> **Task goal**
Revise the records starting at the line containing "Find every sunset glow on horizon." and ending at the line containing "[187,121,216,152]", swapping "microphone" for "mic" and leaving every other character as it stands. Output only that span.

> **Data section**

- - - -

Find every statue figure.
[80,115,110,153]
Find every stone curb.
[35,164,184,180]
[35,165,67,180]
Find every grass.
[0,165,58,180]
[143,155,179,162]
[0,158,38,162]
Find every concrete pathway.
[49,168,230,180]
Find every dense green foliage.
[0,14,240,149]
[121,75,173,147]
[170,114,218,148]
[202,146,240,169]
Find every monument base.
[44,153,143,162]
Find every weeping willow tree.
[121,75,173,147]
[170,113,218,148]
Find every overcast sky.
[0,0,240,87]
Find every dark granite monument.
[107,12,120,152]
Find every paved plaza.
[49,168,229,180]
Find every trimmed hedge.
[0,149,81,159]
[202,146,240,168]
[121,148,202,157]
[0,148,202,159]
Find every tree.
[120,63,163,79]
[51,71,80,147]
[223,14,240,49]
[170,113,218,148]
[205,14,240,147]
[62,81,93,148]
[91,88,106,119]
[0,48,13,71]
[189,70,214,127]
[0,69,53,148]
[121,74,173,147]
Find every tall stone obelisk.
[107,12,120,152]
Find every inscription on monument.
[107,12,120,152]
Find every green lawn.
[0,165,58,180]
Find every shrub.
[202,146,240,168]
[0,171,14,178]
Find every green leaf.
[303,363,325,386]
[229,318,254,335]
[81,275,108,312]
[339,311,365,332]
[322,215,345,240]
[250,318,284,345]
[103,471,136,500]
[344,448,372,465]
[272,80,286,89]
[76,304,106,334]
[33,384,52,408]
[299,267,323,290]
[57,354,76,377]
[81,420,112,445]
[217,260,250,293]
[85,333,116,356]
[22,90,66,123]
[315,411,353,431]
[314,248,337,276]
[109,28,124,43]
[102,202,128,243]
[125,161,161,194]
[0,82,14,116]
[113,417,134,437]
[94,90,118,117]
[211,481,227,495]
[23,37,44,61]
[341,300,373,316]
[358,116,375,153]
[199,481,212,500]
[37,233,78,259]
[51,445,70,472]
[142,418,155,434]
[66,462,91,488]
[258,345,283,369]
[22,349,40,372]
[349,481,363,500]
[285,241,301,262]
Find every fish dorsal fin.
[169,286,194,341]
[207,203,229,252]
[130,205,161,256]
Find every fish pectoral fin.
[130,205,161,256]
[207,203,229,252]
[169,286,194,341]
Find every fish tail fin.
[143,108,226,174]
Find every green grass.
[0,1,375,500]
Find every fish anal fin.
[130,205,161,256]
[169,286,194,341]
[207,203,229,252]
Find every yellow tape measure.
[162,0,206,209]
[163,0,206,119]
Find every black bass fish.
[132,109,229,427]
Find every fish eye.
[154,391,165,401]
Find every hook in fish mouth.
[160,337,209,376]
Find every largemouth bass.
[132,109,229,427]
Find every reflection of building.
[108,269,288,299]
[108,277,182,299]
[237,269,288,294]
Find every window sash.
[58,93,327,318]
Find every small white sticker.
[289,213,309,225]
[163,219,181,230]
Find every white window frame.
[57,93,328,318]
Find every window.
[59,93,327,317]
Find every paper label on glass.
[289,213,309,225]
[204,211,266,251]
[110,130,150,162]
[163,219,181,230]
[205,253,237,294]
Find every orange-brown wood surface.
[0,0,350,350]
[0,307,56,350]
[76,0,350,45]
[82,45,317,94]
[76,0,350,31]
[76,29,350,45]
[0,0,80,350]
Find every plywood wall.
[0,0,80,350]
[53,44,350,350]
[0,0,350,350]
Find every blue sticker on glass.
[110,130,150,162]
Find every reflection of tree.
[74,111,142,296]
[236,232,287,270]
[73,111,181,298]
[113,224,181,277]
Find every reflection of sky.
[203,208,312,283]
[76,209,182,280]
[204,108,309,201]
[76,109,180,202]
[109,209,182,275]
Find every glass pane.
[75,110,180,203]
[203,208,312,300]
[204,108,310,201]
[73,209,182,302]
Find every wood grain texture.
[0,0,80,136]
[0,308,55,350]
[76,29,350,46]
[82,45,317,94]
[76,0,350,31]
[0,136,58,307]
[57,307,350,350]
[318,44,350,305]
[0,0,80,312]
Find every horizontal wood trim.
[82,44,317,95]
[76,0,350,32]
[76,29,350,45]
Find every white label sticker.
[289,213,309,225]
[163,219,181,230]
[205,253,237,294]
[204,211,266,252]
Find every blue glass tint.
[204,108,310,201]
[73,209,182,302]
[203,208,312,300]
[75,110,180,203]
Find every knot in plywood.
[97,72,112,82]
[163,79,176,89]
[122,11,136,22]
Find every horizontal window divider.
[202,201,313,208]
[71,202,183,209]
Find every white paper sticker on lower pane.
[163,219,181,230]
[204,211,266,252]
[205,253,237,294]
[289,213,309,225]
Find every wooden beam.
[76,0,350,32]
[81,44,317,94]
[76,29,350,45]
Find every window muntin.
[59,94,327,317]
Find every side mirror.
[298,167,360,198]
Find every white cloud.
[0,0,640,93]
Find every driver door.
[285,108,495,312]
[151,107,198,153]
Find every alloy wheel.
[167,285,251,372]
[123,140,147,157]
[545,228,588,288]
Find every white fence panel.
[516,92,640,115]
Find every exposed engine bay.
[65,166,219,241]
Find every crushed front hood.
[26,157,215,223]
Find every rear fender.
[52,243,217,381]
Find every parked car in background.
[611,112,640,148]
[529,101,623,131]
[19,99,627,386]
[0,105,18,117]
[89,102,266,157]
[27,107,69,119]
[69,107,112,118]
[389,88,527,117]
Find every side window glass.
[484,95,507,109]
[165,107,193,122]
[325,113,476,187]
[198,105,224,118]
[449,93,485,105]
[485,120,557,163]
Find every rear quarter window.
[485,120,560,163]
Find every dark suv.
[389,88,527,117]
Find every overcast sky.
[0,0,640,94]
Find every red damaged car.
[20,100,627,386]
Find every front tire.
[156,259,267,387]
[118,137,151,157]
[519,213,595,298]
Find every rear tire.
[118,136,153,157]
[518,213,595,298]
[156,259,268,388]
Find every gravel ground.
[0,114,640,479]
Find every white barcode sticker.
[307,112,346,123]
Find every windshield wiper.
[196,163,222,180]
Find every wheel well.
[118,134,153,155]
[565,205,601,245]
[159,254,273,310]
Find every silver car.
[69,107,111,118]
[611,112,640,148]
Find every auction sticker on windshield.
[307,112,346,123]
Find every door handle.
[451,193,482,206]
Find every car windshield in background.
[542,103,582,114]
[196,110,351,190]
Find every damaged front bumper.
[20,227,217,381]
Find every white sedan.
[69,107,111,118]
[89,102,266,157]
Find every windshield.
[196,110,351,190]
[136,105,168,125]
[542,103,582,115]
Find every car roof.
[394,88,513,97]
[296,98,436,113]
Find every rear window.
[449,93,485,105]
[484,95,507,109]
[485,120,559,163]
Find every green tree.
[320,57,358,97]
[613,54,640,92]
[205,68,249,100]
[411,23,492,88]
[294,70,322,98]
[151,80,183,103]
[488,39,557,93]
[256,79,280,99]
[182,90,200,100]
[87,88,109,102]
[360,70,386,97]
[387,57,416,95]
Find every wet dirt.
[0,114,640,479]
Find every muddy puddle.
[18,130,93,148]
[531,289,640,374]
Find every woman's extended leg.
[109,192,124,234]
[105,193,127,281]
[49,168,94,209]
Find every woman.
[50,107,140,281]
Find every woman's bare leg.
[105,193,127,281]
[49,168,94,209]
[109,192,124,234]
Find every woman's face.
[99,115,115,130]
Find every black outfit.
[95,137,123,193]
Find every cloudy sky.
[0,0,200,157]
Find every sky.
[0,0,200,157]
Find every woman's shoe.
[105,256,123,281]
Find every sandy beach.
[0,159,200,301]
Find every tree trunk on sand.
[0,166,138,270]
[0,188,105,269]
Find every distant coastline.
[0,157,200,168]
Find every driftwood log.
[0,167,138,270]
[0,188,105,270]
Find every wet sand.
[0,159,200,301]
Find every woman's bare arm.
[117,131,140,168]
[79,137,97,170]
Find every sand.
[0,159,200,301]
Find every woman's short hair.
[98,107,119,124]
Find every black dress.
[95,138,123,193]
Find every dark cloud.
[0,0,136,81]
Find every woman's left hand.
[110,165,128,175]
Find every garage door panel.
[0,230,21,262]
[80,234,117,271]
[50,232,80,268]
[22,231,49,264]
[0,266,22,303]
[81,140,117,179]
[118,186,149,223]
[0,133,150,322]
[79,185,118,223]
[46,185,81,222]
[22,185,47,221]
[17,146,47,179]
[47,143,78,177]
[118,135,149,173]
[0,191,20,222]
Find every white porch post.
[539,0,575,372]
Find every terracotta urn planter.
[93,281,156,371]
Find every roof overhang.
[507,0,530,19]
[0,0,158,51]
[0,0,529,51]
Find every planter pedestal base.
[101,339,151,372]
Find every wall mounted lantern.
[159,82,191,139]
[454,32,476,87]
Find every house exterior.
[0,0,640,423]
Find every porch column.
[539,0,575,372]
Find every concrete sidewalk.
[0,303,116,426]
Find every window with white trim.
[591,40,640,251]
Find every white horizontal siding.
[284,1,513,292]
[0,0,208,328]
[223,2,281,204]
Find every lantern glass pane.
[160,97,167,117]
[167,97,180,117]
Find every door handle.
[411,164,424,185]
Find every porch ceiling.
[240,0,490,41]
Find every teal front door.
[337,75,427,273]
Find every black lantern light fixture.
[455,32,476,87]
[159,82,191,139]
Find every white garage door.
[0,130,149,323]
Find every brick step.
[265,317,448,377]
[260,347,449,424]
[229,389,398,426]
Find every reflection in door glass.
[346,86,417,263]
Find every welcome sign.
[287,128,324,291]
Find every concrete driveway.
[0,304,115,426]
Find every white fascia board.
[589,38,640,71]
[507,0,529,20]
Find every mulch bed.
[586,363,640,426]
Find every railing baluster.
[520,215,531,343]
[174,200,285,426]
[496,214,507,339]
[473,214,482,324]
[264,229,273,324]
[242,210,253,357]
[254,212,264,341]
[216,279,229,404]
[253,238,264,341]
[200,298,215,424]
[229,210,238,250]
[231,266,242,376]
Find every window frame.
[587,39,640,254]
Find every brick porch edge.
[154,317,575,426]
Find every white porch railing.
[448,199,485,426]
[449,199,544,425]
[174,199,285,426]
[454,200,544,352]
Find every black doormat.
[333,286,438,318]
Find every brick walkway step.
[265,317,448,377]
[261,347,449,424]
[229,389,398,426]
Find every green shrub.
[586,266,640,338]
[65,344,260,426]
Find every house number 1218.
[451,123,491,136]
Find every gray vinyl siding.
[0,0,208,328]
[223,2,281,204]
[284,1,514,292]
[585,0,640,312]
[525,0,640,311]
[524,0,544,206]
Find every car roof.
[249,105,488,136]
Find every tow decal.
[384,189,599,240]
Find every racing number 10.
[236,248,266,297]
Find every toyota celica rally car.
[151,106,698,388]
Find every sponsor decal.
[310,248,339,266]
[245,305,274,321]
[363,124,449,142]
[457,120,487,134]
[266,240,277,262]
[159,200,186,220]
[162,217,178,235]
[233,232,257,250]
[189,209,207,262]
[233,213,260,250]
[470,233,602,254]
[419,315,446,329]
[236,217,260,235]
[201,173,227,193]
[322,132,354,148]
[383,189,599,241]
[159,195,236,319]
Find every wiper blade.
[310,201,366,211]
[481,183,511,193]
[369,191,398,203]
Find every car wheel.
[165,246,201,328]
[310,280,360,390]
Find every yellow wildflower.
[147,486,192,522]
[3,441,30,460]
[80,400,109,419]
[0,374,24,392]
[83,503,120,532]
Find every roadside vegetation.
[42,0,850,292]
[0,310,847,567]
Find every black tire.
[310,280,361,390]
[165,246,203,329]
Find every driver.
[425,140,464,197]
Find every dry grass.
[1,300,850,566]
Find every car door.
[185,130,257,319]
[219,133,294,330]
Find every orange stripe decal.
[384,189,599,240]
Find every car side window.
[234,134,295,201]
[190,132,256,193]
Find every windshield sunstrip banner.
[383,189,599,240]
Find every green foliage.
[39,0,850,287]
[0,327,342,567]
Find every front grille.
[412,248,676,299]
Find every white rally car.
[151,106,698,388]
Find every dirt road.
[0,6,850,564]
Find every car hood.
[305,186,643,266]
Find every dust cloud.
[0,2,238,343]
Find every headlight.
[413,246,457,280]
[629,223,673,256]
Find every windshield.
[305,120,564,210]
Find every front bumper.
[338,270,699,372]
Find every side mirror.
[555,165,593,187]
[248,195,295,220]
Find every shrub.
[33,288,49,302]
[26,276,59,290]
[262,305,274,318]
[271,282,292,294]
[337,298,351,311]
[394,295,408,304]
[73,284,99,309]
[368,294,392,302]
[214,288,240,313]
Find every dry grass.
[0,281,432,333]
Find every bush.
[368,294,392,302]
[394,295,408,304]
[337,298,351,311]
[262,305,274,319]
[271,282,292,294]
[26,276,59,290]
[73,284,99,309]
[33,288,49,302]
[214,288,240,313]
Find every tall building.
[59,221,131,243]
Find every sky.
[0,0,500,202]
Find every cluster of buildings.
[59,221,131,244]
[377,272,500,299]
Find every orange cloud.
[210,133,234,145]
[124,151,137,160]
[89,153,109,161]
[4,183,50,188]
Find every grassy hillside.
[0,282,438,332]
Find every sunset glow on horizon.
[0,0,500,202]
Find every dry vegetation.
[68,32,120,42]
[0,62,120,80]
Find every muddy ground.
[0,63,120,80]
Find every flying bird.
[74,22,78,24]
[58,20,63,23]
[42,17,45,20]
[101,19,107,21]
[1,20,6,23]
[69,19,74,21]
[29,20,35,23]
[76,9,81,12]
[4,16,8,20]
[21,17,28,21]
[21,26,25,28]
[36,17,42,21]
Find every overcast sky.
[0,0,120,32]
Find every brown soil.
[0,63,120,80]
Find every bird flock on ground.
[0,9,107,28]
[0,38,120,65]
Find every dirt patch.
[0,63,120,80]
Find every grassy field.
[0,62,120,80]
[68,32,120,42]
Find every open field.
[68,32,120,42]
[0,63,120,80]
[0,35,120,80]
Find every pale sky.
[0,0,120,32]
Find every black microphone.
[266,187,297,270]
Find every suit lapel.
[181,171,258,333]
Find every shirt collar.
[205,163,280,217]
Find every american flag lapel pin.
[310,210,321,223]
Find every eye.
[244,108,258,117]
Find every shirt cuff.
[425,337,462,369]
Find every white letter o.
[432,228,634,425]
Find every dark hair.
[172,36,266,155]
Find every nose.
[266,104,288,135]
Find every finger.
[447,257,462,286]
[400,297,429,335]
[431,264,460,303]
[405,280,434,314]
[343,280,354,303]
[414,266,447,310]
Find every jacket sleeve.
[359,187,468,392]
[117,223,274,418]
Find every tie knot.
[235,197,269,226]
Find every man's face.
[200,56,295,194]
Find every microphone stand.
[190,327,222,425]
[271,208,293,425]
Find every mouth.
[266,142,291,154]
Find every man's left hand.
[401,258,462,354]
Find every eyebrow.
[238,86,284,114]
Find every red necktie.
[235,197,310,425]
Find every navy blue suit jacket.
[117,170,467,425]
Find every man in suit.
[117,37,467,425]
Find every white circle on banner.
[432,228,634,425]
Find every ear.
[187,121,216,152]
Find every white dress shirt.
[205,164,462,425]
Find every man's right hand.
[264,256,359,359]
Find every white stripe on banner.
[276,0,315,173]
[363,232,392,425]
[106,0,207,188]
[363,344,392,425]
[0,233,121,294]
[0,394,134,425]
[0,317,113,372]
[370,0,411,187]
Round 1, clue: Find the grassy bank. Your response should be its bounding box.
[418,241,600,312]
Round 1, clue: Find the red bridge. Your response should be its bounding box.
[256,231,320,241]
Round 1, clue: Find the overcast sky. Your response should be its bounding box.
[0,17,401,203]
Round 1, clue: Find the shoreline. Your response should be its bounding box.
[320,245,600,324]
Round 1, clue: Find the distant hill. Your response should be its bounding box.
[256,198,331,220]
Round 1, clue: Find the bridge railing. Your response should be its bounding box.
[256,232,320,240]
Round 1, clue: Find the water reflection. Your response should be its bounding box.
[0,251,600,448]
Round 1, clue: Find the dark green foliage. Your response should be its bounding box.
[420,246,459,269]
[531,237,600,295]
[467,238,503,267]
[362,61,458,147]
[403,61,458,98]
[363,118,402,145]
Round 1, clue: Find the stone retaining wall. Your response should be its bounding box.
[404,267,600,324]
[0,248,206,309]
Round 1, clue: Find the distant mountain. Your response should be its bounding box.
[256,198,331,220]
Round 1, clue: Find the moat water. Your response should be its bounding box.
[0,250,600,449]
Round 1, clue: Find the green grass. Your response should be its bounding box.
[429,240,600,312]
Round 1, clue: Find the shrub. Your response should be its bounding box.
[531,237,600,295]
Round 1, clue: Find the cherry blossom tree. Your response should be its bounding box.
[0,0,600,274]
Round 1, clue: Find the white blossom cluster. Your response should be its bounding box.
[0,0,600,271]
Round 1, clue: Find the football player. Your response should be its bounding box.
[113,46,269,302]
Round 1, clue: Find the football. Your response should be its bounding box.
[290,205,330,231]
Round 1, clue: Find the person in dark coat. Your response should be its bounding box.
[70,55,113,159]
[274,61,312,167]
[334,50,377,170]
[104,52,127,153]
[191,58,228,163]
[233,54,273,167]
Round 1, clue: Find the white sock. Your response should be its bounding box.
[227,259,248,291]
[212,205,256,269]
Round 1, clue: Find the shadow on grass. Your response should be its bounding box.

- - - -

> **Full output**
Find every sunset glow on horizon.
[0,0,500,202]
Find every dry vegetation.
[68,32,120,42]
[0,62,120,80]
Find every muddy ground.
[0,63,120,80]
Find every flying bird.
[74,22,78,24]
[58,20,63,23]
[42,17,45,20]
[101,19,107,21]
[1,20,6,23]
[69,19,74,21]
[29,20,35,23]
[76,9,81,12]
[4,16,8,20]
[21,17,28,21]
[21,26,25,28]
[36,17,42,21]
Find every overcast sky.
[0,0,120,32]
Find every brown soil.
[0,63,120,80]
Find every bird flock on ground.
[0,9,107,28]
[0,38,120,65]
Find every dirt patch.
[0,63,120,80]
Find every grassy field.
[0,62,120,80]
[68,32,120,42]
Find every open field.
[68,32,120,42]
[0,63,120,80]
[0,35,120,80]
Find every pale sky.
[0,0,120,32]
Find every black mic.
[266,187,297,270]
Find every suit lapel.
[181,171,258,333]
Find every shirt collar.
[205,163,280,217]
Find every american flag lapel pin.
[310,210,321,223]
Find every eye.
[244,108,258,117]
Find every shirt cuff.
[425,337,462,369]
Find every white letter o.
[432,228,634,425]
Find every dark hair.
[172,36,266,155]
Find every nose.
[266,104,288,135]
Find every finger.
[447,257,462,286]
[400,297,429,335]
[431,264,460,303]
[405,280,434,314]
[343,280,354,303]
[414,266,447,310]
Find every jacket sleeve.
[359,187,468,392]
[117,223,274,418]
Find every tie knot.
[235,197,269,226]
Find every man's face.
[200,56,295,194]
Find every mic stand.
[190,327,222,425]
[271,208,293,425]
Find every mouth.
[266,142,291,154]
Find every man's left hand.
[401,258,462,354]
Find every eyebrow.
[238,86,284,114]
Find every red necktie.
[235,197,310,425]
Find every navy blue suit jacket.
[117,170,467,425]
Find every man in suit.
[117,37,467,425]
Find every white circle on banner.
[432,228,634,425]
Find every ear.
[187,121,216,152]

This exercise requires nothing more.